**PROBLEM REQUIREMENTS:**
Please retype all the data below exactly, line for line.

---------- DATA RECORDS ----------

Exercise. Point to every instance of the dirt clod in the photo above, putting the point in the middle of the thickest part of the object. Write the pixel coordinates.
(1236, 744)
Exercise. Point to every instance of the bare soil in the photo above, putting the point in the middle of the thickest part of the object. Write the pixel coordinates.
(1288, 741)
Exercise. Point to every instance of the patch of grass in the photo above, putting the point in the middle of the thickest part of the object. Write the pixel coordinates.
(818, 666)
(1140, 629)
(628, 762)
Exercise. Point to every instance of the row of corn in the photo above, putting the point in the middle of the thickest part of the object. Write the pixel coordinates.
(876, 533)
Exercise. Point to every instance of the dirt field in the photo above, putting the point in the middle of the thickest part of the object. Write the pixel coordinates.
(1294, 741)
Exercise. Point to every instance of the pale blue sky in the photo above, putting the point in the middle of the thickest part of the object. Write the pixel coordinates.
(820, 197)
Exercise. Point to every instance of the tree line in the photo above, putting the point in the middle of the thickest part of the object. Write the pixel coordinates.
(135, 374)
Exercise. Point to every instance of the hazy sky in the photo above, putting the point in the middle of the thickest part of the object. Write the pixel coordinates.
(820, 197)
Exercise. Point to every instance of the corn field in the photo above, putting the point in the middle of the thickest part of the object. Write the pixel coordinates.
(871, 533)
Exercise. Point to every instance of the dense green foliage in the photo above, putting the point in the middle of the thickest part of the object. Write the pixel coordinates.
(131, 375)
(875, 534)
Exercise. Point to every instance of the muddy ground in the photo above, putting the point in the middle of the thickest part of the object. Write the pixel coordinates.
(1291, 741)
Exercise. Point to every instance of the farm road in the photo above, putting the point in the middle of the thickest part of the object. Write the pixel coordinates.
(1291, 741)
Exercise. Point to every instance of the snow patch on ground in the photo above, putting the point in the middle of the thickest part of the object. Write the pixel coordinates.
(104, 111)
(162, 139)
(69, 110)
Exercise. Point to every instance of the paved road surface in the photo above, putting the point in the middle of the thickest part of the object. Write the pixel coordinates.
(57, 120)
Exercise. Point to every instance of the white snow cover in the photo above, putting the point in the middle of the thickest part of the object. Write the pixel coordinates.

----------

**WORKED SOLUTION:**
Exercise. Point to every instance of the dirt clod in the photo above, putting the point in the middle of the thickest part of the object. Write the pixel coordinates.
(1236, 744)
Exercise. Point to every instance of the bare soil in the photo above, putting the point in the middle of the thickest part of the object. Write the pixel coordinates.
(1288, 741)
Exercise. Point to every instance of the patch of grass in the photo above, putting the point in the middle of the thickest part of the object. Write the pixel coordinates.
(818, 666)
(1140, 629)
(628, 762)
Exercise. Point to every instance of the row of corn in the photo above, putting the point in the middle of the thickest part of the object. Write the pixel coordinates.
(876, 533)
Exercise. Point to every instance of the dirt field in the photo above, putting the point in the middle of the thickest part of the object. Write the pixel coordinates.
(1294, 741)
Exercise. Point to every instance of the pale blue sky in the photo above, putting the point in the middle of the thickest part of the object. Write the pixel coordinates.
(820, 197)
Exercise. Point to every instance of the tree line in the photo above, putting the point in the middle of the thickest part of the object. Write the pixel coordinates.
(135, 374)
Exercise. Point to every instance of the hazy sky in the photo above, putting the point in the middle of the thickest part of the object. Write the pixel coordinates.
(820, 197)
Exercise. Point to every instance of the corn field in the photo above, putting the point in the middle of the thickest part of the object. Write the pixel coordinates.
(871, 533)
Exercise. Point to every instance of the dense green foliage in the photo above, putting the point in the middle of the thickest part of the object. Write the pixel coordinates.
(131, 375)
(875, 534)
Exercise. Point to every instance of the muddy ground in the photo above, putting the point in the middle of the thickest part of the object. Write the pixel coordinates.
(1291, 741)
Exercise. Point to every instance of the farm road in the photo above, putting the point in the middle of the thickest part of the object. Write the pixel coordinates.
(1291, 741)
Exercise. Point to every instance of the snow patch on ground in the photo above, putting the point in the middle of the thickest part of the object. Write the pixel coordinates.
(104, 111)
(162, 139)
(69, 110)
Exercise. Point to every instance of the paved road surface in the photo above, putting the point in the middle of the thickest part of the object. Write the pixel coordinates.
(57, 120)
Exercise. Point to every instance of the white snow cover in the photo above, putting the point in the middle of the thickest part of the object. Write the pixel coordinates.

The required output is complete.